(Entries taken from a collection)
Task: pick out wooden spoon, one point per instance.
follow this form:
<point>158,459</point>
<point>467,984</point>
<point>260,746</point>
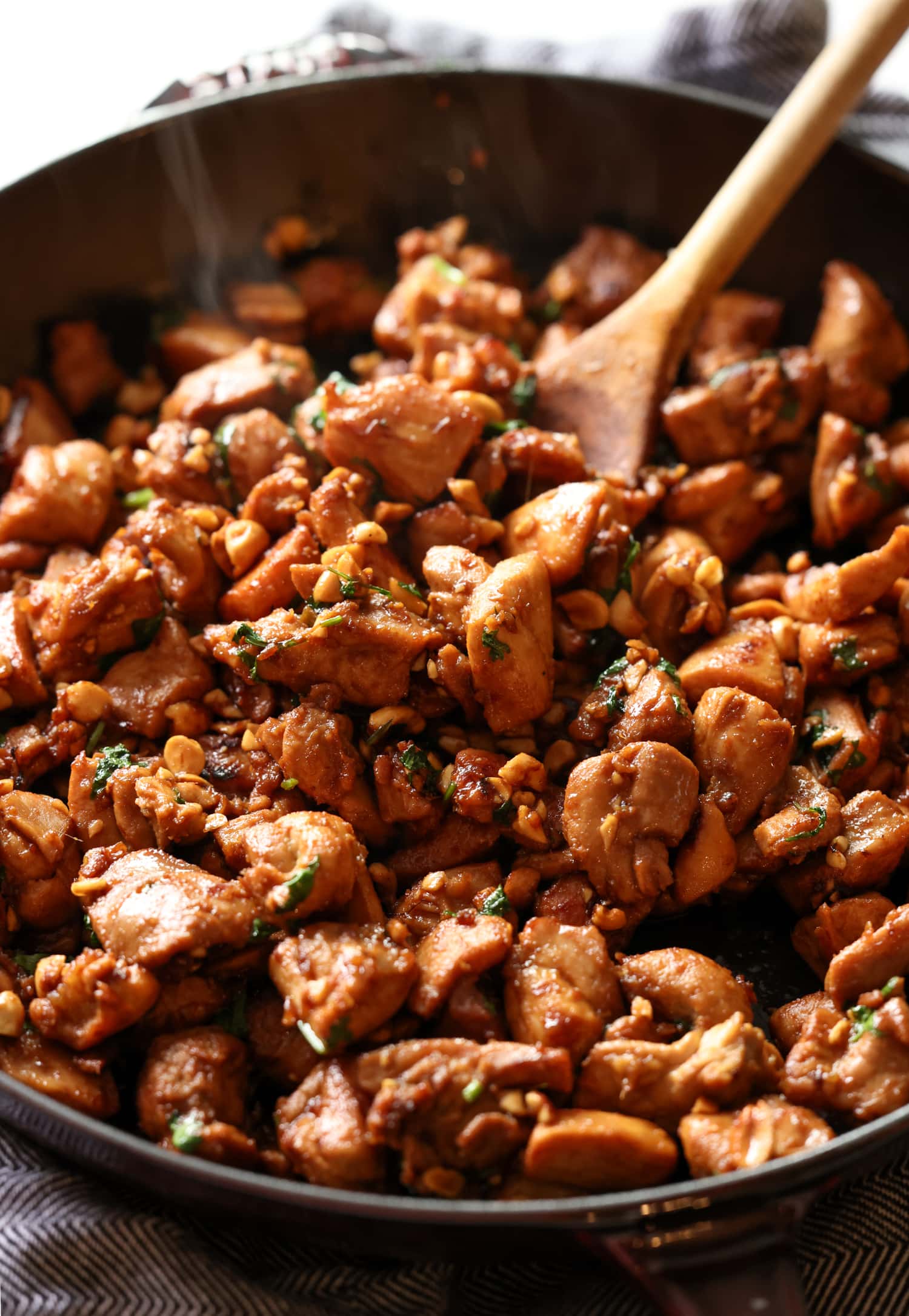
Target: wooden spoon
<point>607,386</point>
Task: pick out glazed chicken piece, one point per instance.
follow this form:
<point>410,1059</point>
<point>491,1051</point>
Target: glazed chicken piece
<point>191,1095</point>
<point>741,749</point>
<point>662,1081</point>
<point>599,1152</point>
<point>438,1102</point>
<point>456,949</point>
<point>619,832</point>
<point>510,643</point>
<point>40,860</point>
<point>149,907</point>
<point>302,864</point>
<point>340,982</point>
<point>761,1132</point>
<point>561,987</point>
<point>558,526</point>
<point>91,998</point>
<point>81,1082</point>
<point>265,374</point>
<point>321,1129</point>
<point>598,274</point>
<point>58,494</point>
<point>859,340</point>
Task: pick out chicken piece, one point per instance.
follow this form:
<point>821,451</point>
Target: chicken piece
<point>876,832</point>
<point>745,657</point>
<point>340,295</point>
<point>877,955</point>
<point>94,612</point>
<point>145,683</point>
<point>707,858</point>
<point>741,749</point>
<point>453,575</point>
<point>799,818</point>
<point>510,643</point>
<point>598,274</point>
<point>255,444</point>
<point>40,860</point>
<point>435,290</point>
<point>35,418</point>
<point>681,591</point>
<point>156,907</point>
<point>662,1081</point>
<point>761,1132</point>
<point>91,998</point>
<point>438,897</point>
<point>599,1152</point>
<point>730,506</point>
<point>58,494</point>
<point>79,1082</point>
<point>736,327</point>
<point>830,928</point>
<point>176,548</point>
<point>191,1095</point>
<point>841,656</point>
<point>81,365</point>
<point>198,341</point>
<point>321,1129</point>
<point>437,1101</point>
<point>684,987</point>
<point>415,436</point>
<point>746,407</point>
<point>340,982</point>
<point>20,683</point>
<point>833,594</point>
<point>861,341</point>
<point>561,987</point>
<point>302,864</point>
<point>619,830</point>
<point>368,653</point>
<point>848,483</point>
<point>273,310</point>
<point>265,374</point>
<point>857,1064</point>
<point>456,949</point>
<point>558,526</point>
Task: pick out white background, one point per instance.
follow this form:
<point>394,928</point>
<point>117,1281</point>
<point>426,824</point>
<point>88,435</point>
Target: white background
<point>74,70</point>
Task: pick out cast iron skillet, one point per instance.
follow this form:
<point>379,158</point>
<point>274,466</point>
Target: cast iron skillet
<point>183,196</point>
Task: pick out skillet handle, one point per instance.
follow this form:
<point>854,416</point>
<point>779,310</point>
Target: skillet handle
<point>736,1264</point>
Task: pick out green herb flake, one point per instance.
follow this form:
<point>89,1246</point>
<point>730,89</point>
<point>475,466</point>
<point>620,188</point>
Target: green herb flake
<point>498,648</point>
<point>862,1019</point>
<point>112,758</point>
<point>821,823</point>
<point>846,656</point>
<point>498,904</point>
<point>91,744</point>
<point>187,1132</point>
<point>299,887</point>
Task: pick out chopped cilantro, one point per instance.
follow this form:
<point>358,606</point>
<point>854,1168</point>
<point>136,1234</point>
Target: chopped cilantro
<point>498,648</point>
<point>187,1132</point>
<point>112,758</point>
<point>498,904</point>
<point>821,823</point>
<point>846,656</point>
<point>299,887</point>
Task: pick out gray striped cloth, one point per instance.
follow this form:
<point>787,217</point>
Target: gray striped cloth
<point>72,1245</point>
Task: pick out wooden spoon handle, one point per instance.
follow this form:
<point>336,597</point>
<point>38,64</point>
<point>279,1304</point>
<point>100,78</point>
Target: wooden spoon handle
<point>792,142</point>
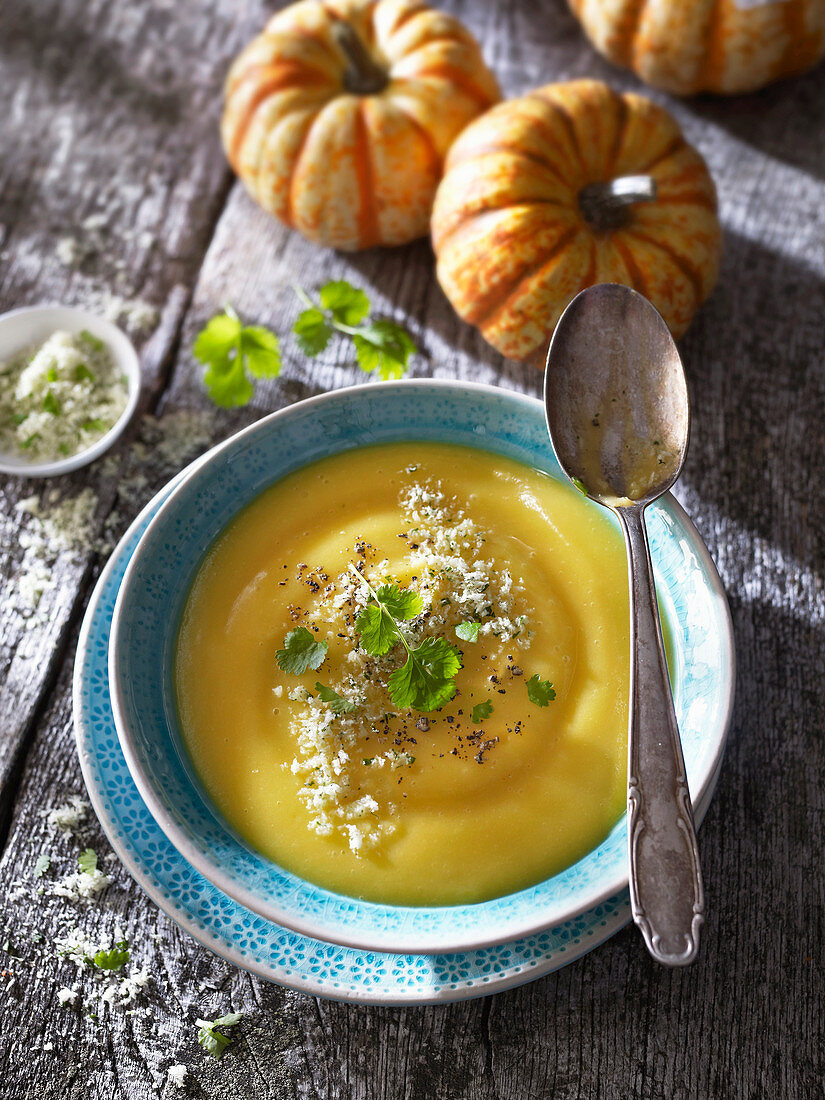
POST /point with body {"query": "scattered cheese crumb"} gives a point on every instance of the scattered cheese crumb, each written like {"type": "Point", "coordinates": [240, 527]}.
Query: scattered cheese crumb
{"type": "Point", "coordinates": [177, 1075]}
{"type": "Point", "coordinates": [81, 886]}
{"type": "Point", "coordinates": [67, 817]}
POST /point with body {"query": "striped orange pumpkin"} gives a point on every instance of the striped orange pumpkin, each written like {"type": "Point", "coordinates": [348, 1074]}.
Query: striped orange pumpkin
{"type": "Point", "coordinates": [686, 46]}
{"type": "Point", "coordinates": [339, 114]}
{"type": "Point", "coordinates": [525, 217]}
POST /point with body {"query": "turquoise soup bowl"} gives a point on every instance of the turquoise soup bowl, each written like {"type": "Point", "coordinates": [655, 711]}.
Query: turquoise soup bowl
{"type": "Point", "coordinates": [156, 584]}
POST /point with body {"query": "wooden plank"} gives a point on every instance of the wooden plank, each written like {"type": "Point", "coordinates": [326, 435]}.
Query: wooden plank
{"type": "Point", "coordinates": [746, 1021]}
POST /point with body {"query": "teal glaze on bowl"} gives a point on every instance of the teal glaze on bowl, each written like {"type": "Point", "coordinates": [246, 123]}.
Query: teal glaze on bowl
{"type": "Point", "coordinates": [249, 941]}
{"type": "Point", "coordinates": [155, 586]}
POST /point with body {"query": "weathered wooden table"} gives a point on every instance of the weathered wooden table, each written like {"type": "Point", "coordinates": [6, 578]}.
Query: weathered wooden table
{"type": "Point", "coordinates": [113, 194]}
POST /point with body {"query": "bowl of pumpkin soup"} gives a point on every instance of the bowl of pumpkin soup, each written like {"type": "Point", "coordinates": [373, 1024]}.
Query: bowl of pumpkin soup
{"type": "Point", "coordinates": [370, 668]}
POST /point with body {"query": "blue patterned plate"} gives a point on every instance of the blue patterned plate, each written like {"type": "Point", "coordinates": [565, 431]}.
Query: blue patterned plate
{"type": "Point", "coordinates": [241, 936]}
{"type": "Point", "coordinates": [158, 578]}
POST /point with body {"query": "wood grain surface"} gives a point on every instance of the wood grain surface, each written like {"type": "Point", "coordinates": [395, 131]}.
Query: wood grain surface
{"type": "Point", "coordinates": [112, 186]}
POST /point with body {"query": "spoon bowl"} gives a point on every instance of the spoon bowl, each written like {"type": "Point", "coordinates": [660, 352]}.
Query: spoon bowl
{"type": "Point", "coordinates": [618, 429]}
{"type": "Point", "coordinates": [616, 405]}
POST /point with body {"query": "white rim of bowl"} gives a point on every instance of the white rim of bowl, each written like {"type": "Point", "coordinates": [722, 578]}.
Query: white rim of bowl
{"type": "Point", "coordinates": [122, 349]}
{"type": "Point", "coordinates": [386, 942]}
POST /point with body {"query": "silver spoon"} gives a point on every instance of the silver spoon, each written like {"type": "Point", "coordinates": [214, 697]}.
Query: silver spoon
{"type": "Point", "coordinates": [617, 413]}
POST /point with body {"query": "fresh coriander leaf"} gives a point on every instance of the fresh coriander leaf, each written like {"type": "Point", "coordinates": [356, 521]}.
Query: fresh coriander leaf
{"type": "Point", "coordinates": [337, 703]}
{"type": "Point", "coordinates": [230, 387]}
{"type": "Point", "coordinates": [215, 1042]}
{"type": "Point", "coordinates": [347, 304]}
{"type": "Point", "coordinates": [88, 861]}
{"type": "Point", "coordinates": [113, 959]}
{"type": "Point", "coordinates": [427, 680]}
{"type": "Point", "coordinates": [482, 711]}
{"type": "Point", "coordinates": [301, 651]}
{"type": "Point", "coordinates": [229, 351]}
{"type": "Point", "coordinates": [468, 631]}
{"type": "Point", "coordinates": [384, 347]}
{"type": "Point", "coordinates": [540, 691]}
{"type": "Point", "coordinates": [311, 331]}
{"type": "Point", "coordinates": [218, 340]}
{"type": "Point", "coordinates": [400, 604]}
{"type": "Point", "coordinates": [377, 629]}
{"type": "Point", "coordinates": [377, 622]}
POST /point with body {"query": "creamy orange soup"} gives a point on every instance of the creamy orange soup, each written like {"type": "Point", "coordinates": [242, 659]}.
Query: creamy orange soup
{"type": "Point", "coordinates": [491, 793]}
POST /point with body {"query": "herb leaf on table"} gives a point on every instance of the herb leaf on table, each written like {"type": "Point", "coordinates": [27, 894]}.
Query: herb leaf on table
{"type": "Point", "coordinates": [215, 1042]}
{"type": "Point", "coordinates": [232, 352]}
{"type": "Point", "coordinates": [381, 344]}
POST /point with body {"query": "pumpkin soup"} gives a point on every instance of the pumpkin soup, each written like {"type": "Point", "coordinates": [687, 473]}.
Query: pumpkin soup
{"type": "Point", "coordinates": [402, 673]}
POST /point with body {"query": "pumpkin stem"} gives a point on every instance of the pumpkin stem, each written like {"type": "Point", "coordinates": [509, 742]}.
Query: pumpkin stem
{"type": "Point", "coordinates": [362, 76]}
{"type": "Point", "coordinates": [605, 206]}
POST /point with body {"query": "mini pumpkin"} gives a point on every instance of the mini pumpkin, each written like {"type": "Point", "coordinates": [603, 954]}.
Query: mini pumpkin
{"type": "Point", "coordinates": [568, 186]}
{"type": "Point", "coordinates": [339, 114]}
{"type": "Point", "coordinates": [716, 45]}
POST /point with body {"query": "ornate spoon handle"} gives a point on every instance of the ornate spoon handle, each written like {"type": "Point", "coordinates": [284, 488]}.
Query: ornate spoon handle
{"type": "Point", "coordinates": [667, 897]}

**TO DO:** Reproduce the lines of the listing from the line containing "Task: pick out wooden spoon handle, one" through the line containing "<point>792,142</point>", including both of those lines.

**EXERCISE RESPONSE:**
Task: pick out wooden spoon handle, one point per instance.
follow this form:
<point>336,597</point>
<point>38,64</point>
<point>279,1304</point>
<point>100,78</point>
Target: wooden spoon handle
<point>792,142</point>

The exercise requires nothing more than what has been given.